Task brief: Lines before the one containing "the green cushion" in the records below are to be left out; that line and all after it, through the end, are to be retyped exactly.

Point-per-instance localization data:
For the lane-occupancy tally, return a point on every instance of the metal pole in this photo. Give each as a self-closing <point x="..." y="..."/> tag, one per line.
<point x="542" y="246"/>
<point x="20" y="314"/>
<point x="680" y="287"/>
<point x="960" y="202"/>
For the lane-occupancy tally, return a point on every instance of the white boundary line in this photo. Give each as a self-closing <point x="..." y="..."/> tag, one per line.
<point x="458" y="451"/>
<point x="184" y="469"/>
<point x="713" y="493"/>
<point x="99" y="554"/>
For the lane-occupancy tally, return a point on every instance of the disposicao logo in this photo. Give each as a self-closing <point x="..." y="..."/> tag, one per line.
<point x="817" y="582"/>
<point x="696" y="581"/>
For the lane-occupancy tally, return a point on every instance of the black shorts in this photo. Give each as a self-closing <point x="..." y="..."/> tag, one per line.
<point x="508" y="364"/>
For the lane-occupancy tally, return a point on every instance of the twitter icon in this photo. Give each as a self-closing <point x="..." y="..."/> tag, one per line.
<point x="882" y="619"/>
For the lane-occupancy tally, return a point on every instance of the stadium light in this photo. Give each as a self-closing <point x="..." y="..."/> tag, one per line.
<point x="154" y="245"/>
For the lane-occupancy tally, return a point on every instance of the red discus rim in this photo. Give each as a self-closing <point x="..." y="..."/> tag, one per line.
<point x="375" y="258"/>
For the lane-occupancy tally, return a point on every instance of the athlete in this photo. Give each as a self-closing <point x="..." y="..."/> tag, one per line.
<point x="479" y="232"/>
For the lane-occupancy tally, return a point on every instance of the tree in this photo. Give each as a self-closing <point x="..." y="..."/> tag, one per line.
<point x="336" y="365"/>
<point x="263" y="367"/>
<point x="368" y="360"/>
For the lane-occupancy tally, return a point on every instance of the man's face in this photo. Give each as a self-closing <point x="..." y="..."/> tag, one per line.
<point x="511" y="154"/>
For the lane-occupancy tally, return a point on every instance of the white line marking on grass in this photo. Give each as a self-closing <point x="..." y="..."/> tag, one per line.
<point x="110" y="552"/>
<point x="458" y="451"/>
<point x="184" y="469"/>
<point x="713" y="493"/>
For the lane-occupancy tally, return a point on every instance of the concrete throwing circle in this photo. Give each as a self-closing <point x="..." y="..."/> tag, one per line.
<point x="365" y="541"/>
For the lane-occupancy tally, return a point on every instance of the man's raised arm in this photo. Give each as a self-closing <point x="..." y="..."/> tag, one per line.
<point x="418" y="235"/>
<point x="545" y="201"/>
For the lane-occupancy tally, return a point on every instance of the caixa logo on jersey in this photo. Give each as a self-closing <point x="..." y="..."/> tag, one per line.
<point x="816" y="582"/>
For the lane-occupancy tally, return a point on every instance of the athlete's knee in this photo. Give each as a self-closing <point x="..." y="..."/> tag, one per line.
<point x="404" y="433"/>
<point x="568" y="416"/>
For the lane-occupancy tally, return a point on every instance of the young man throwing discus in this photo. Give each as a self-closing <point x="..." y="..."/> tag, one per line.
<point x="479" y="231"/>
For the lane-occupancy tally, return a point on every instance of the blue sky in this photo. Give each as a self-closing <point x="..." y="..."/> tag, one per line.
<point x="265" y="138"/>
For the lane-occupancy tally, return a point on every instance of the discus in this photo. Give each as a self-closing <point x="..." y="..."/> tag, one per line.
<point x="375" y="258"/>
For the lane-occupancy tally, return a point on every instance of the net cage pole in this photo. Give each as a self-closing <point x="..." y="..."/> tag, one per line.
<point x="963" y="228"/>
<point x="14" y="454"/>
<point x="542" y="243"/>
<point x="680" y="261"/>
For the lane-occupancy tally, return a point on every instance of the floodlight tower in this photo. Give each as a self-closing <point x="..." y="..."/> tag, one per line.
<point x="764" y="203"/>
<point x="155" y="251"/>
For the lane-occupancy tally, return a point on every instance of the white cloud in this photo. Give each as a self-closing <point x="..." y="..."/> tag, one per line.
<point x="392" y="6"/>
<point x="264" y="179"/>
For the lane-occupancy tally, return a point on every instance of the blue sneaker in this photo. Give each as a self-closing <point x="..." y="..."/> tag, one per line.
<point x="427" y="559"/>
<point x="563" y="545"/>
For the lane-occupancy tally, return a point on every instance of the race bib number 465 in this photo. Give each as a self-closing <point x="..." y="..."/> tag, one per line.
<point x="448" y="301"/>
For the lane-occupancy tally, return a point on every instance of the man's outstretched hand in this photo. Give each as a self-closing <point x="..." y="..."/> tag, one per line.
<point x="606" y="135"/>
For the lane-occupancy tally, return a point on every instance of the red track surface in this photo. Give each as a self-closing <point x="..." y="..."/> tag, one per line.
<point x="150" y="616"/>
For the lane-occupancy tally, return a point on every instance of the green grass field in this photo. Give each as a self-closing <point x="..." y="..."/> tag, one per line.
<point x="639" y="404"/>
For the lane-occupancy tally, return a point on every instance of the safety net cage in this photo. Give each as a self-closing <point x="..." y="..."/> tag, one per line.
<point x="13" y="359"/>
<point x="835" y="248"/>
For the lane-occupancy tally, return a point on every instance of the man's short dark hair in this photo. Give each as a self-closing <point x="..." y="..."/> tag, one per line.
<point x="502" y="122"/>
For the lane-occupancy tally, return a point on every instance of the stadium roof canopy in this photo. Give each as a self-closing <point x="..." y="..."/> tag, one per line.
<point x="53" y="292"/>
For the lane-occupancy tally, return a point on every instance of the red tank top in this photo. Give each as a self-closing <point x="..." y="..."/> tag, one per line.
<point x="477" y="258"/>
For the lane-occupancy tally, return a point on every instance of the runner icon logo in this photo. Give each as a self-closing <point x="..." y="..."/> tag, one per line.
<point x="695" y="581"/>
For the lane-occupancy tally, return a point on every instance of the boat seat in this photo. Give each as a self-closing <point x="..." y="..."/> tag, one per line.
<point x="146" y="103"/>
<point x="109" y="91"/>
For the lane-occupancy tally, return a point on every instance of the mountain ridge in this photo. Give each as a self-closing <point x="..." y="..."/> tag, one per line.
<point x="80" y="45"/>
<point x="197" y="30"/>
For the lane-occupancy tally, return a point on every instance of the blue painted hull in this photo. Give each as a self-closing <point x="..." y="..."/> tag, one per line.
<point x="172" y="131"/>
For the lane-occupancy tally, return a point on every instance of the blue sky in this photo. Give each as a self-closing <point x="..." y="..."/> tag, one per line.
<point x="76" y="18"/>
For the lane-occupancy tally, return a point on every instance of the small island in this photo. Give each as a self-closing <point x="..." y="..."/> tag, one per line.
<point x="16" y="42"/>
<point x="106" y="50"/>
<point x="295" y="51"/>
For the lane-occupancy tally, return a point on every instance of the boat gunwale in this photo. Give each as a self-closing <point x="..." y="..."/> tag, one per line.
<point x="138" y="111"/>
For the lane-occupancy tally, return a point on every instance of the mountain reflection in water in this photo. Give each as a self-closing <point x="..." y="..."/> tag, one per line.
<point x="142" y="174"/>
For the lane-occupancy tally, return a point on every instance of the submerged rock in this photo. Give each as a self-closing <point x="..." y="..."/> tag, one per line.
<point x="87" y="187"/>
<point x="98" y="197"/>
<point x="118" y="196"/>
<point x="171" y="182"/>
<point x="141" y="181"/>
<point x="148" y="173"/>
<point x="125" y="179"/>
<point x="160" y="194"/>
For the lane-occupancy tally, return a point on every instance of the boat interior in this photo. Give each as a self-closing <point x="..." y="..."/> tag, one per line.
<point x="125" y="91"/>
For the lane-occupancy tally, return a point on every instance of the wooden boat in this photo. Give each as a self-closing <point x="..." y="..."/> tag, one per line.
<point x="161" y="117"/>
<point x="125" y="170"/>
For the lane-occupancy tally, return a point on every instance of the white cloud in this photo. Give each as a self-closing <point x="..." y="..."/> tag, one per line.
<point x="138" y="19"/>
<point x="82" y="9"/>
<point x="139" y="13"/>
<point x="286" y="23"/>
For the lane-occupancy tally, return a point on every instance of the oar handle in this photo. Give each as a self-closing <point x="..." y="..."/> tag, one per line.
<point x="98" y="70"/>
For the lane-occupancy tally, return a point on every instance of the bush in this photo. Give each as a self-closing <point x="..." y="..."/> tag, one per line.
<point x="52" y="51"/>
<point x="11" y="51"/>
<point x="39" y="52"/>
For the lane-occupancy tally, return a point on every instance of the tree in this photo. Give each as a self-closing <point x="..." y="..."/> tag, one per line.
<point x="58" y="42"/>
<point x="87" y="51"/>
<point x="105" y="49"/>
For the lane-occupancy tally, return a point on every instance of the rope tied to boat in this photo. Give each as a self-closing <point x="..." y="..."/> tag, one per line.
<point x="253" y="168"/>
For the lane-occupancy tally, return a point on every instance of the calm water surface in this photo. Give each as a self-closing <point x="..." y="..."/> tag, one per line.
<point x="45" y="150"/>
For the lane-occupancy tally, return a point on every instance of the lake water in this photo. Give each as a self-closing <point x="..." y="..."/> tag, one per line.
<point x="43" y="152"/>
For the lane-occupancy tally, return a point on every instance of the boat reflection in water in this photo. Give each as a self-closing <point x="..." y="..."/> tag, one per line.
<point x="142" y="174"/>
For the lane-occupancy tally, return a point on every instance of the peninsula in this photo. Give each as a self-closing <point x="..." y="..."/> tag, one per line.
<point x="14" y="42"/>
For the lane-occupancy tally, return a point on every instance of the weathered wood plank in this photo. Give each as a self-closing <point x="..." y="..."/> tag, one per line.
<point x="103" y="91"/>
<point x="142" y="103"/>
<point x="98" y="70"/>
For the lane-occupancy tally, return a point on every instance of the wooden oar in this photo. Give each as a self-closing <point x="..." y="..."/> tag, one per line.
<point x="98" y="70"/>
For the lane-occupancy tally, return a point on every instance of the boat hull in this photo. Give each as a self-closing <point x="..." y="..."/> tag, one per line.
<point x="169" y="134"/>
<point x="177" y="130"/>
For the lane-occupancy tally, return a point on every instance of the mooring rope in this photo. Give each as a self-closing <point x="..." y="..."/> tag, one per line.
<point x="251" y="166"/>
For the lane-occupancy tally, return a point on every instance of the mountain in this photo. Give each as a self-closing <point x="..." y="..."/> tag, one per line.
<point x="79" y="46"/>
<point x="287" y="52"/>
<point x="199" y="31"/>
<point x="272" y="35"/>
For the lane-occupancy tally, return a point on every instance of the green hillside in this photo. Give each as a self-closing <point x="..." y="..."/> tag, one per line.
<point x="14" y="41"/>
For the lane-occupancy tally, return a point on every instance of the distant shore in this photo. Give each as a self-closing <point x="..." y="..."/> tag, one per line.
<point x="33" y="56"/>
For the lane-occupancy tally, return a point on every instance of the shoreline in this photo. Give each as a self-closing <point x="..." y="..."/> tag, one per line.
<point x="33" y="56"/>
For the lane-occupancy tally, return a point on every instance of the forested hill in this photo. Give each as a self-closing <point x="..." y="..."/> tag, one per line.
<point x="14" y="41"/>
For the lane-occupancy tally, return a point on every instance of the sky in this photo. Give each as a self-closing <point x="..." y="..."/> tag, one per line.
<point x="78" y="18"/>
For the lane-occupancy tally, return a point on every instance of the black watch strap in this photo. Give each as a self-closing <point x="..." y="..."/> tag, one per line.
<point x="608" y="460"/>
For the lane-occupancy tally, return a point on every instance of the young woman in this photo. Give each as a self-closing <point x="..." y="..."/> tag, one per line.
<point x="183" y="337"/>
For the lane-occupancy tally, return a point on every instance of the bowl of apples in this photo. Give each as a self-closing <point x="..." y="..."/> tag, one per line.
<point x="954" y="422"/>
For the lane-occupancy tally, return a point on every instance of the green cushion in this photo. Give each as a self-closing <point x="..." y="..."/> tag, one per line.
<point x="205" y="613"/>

Problem solution:
For the lane-occupancy tally, return a point on every instance of the green cushion in this photo. Give each as a self-closing <point x="..." y="..."/> tag, one per line.
<point x="205" y="613"/>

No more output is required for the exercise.